- **Problemas a resolver**:
A) Liste, na ordem em que aparecem, todos os percentuais citados no trecho sobre inflação e bancos centrais.
B) Transcreva literalmente a parte do trecho sobre inflação e bancos centrais que começa nas palavras "As incertezas cresceram" e para depois de "770 mil americanos.".

A recondução de Jerome Powell ao comando do Fed asseguram que o banco manterá o rumo de sua política
As principais autoridades monetárias do mundo, o Federal Reserve americano e o Banco Central Europeu, mantiveram o sangue frio e seu diagnóstico de que a atual onda inflacionária, a maior em mais de uma década, é transitória, embora persista por mais tempo que o previsto, e deve perder força em 2022. As dúvidas dos investidores sobre esta aposta cresceram, mas o sinal dado pelos bancos centrais é que até mesmo parte dos estímulos extras para combater os devastadores efeitos da pandemia continuarão no horizonte por mais algum tempo. Dos dois lados do Atlântico, os BCs consideram agora, de novo, qual será a extensão e os estragos que novas ondas de covid-19 poderão causar.
As incertezas cresceram tanto para a atividade da economia quanto para a inflação. Uma nova extensão do contágio, segundo o Federal Reserve, traz tanto um risco de baixa para o crescimento quanto, ao perturbar cadeias de suprimento que ainda não estão regularizadas, um risco de alta para a inflação. O CPI em outubro foi de 6,2% nos doze meses encerrados em outubro. A medida preferida pelo Fed, o índice de gastos pessoais de consumo (PCE), após se aquietar por um par de meses, voltou a subir. O número cheio aumentou de 4,4% em setembro para 5% agora. O núcleo, que exclui alimentos e energia, foi de 3,7% para 4,1%. As estatísticas da covid-19 são preocupantes em um país que vacinou pouco menos de 60% da população com as duas doses. Só em novembro o número de casos aumentou 30%, com as internações atingindo na terça-feira a média de 94,3 mil. A pandemia já matou mais de 770 mil americanos.

- **Dados disponíveis**:
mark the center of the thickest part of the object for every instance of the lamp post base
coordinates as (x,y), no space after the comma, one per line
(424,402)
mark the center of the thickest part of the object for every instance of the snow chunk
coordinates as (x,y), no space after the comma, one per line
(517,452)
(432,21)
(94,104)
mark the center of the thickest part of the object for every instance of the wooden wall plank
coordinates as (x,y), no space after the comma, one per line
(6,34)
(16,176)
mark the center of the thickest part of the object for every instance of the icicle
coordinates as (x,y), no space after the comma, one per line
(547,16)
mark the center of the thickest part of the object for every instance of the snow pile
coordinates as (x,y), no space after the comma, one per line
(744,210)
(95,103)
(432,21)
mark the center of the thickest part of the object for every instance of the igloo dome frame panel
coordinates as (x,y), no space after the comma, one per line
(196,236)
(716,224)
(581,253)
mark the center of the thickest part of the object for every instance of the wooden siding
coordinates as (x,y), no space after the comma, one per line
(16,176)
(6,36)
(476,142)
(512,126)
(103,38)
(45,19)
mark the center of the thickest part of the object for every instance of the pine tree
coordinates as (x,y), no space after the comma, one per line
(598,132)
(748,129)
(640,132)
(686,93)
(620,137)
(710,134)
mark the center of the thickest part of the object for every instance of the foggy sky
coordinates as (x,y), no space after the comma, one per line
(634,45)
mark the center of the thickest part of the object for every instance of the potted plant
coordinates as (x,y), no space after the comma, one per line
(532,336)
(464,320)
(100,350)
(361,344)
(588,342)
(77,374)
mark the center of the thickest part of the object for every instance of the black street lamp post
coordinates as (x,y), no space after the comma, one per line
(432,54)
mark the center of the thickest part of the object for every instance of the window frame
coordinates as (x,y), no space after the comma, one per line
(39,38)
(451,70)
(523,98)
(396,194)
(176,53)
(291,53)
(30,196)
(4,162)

- **Respostas do exercício**:
A)
6,2%
4,4%
5%
3,7%
4,1%
60%
30%

B)
As incertezas cresceram tanto para a atividade da economia quanto para a inflação. Uma nova extensão do contágio, segundo o Federal Reserve, traz tanto um risco de baixa para o crescimento quanto, ao perturbar cadeias de suprimento que ainda não estão regularizadas, um risco de alta para a inflação. O CPI em outubro foi de 6,2% nos doze meses encerrados em outubro. A medida preferida pelo Fed, o índice de gastos pessoais de consumo (PCE), após se aquietar por um par de meses, voltou a subir. O número cheio aumentou de 4,4% em setembro para 5% agora. O núcleo, que exclui alimentos e energia, foi de 3,7% para 4,1%. As estatísticas da covid-19 são preocupantes em um país que vacinou pouco menos de 60% da população com as duas doses. Só em novembro o número de casos aumentou 30%, com as internações atingindo na terça-feira a média de 94,3 mil. A pandemia já matou mais de 770 mil americanos.